§ **Problem**
Copy all entries exactly, and wherever an entry holds a picture, leave that picture out.

⟨

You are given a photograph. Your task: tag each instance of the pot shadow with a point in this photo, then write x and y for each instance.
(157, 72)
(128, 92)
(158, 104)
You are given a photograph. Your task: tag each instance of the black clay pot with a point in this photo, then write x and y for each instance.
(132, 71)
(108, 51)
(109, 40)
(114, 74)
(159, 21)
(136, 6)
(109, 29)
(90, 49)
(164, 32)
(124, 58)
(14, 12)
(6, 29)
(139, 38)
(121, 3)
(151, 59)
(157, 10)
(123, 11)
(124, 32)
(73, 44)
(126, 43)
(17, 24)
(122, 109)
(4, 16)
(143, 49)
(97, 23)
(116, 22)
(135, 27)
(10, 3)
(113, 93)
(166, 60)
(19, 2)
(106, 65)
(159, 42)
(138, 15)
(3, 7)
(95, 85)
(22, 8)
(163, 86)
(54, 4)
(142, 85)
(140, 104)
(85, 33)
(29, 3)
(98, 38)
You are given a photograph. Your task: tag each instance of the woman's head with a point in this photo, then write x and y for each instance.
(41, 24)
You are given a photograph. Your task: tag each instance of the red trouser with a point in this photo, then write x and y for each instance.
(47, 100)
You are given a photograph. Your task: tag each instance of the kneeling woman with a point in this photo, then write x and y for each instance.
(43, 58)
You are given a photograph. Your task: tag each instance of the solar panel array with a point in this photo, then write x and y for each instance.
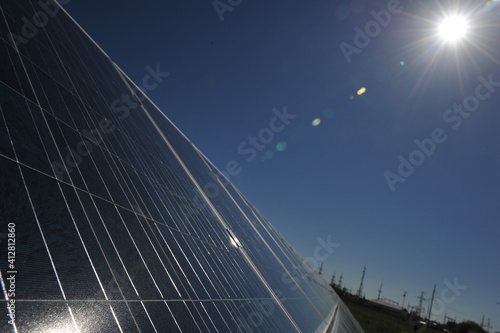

⟩

§ **Exercise solution**
You are given a photograph. Your task: tag each instance of the pot shadow with a point in this photo, then write x and y for each instance.
(157, 72)
(128, 92)
(158, 104)
You are given a photograph. Your task: tag each instance of the black clay pot with a point in this photo, then write x and y for each instance.
(132, 71)
(108, 51)
(109, 40)
(114, 74)
(159, 21)
(136, 6)
(109, 29)
(90, 49)
(164, 32)
(124, 58)
(14, 12)
(6, 29)
(139, 38)
(121, 3)
(151, 59)
(157, 10)
(123, 11)
(124, 32)
(73, 44)
(126, 43)
(17, 24)
(122, 109)
(4, 16)
(143, 49)
(97, 23)
(116, 22)
(135, 27)
(10, 3)
(113, 93)
(166, 60)
(19, 2)
(106, 65)
(159, 42)
(138, 15)
(3, 7)
(95, 85)
(22, 8)
(163, 86)
(54, 4)
(142, 85)
(140, 104)
(85, 33)
(29, 3)
(98, 38)
You are given a photograph. Your task: tag each instance of the woman's head with a point in this photo, then write x and y for each instance.
(41, 24)
You are given a photograph. Your task: tag each instance of the red trouser with a point in this photo, then write x and y for each instance.
(47, 100)
You are given a photograph. Your task: tag each instance of the kneeling woman with a point in this photo, then write x and y for each instance.
(43, 58)
You are given a photograph. Your task: tag each instance of the solar panel array with a point in this photo, then write x and y for each instance.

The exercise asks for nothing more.